Problem description:
Copy out the history blog page below word for word, from start to finish.

Passage to read:
Showing posts with label history. Show all posts
Showing posts with label history. Show all posts

Thursday, August 26, 2010

Retrocommunication

Back in the day, there were no computers. The interwebby thing did not exist. Television was a dream in the minds of the vacuum tube inventors. Telephones, yes. They were bolted to the wall, or they stood on a desk looking like, well they defied description The ringing of the phone was an event; and "wires" or telegrams were sure signs of tragic events in the lives of the senders. 89% of today's communications terminology had yet to be created. It may be 92%, but when one makes up statistics, accuracy is not gauranteed.
Pride of possession of a good fountain pen rivalled the pride that the young people today take in their itty-bitty hand-held communications devices. One should know better than to call them "phones" for, while one can use it to make a phone call, few actually do so. It is used for such a host of other tasks that I can only tell you that this old fountain-pen-using troglodyte does use it for phone calls. And for nothing else.
I have a stack of letters which were handwritten with a pen, delivered from one's place of residence to the home of the recipient by the United States Post Office. A first-class stamp cost three US cents. Mail delivery was effected Monday through Saturday, and it was brought to your door twice a day. I know. You are incredulous, unless you, too, can remember the day. Or unless you are so very young that you are thinking, "What do I care about the old poop and his day?"

Monday, July 12, 2010

Fuss and Feathers and Greatgrandpa

Genealogy led me to this bit of family lore, which I have combined with a bit of historic information I have gleaned from various sources. My maternal grandmother's grandfather served in the USArmy under Winfield Scott during the Mexican campaign. It is said that Grandfather, Spencer Lawson, was with Scott during the incursion into Mexico. It is historic fact that Scott took Mexico City. What role Private Lawson played in this is unknown, other than the fact that he survived and returned to his native Hawkins County, Tennessee.

Input data:
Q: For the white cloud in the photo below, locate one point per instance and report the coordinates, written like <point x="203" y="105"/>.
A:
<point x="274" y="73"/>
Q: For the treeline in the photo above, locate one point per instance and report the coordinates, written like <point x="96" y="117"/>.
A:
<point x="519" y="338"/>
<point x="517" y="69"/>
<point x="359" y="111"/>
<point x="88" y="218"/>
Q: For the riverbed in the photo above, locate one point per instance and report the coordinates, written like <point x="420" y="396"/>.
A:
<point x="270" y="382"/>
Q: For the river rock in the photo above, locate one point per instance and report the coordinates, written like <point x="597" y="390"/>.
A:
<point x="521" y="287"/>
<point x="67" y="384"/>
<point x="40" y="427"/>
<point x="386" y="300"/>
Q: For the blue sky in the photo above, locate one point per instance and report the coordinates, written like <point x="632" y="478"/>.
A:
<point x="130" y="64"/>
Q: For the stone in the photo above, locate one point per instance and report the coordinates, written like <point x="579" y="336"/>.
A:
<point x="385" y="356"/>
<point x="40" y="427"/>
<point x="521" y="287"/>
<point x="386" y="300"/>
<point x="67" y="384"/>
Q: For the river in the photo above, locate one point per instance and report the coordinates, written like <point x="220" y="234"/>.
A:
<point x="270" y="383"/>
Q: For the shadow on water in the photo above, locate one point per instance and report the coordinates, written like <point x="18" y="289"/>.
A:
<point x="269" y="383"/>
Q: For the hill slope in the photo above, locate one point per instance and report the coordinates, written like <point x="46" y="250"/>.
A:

Finished exercise:
Showing posts with label history. Show all posts
Showing posts with label history. Show all posts

Thursday, August 26, 2010

Retrocommunication

Back in the day, there were no computers. The interwebby thing did not exist. Television was a dream in the minds of the vacuum tube inventors. Telephones, yes. They were bolted to the wall, or they stood on a desk looking like, well they defied description The ringing of the phone was an event; and "wires" or telegrams were sure signs of tragic events in the lives of the senders. 89% of today's communications terminology had yet to be created. It may be 92%, but when one makes up statistics, accuracy is not gauranteed.
Pride of possession of a good fountain pen rivalled the pride that the young people today take in their itty-bitty hand-held communications devices. One should know better than to call them "phones" for, while one can use it to make a phone call, few actually do so. It is used for such a host of other tasks that I can only tell you that this old fountain-pen-using troglodyte does use it for phone calls. And for nothing else.
I have a stack of letters which were handwritten with a pen, delivered from one's place of residence to the home of the recipient by the United States Post Office. A first-class stamp cost three US cents. Mail delivery was effected Monday through Saturday, and it was brought to your door twice a day. I know. You are incredulous, unless you, too, can remember the day. Or unless you are so very young that you are thinking, "What do I care about the old poop and his day?"

Monday, July 12, 2010

Fuss and Feathers and Greatgrandpa

Genealogy led me to this bit of family lore, which I have combined with a bit of historic information I have gleaned from various sources. My maternal grandmother's grandfather served in the USArmy under Winfield Scott during the Mexican campaign. It is said that Grandfather, Spencer Lawson, was with Scott during the incursion into Mexico. It is historic fact that Scott took Mexico City. What role Private Lawson played in this is unknown, other than the fact that he survived and returned to his native Hawkins County, Tennessee.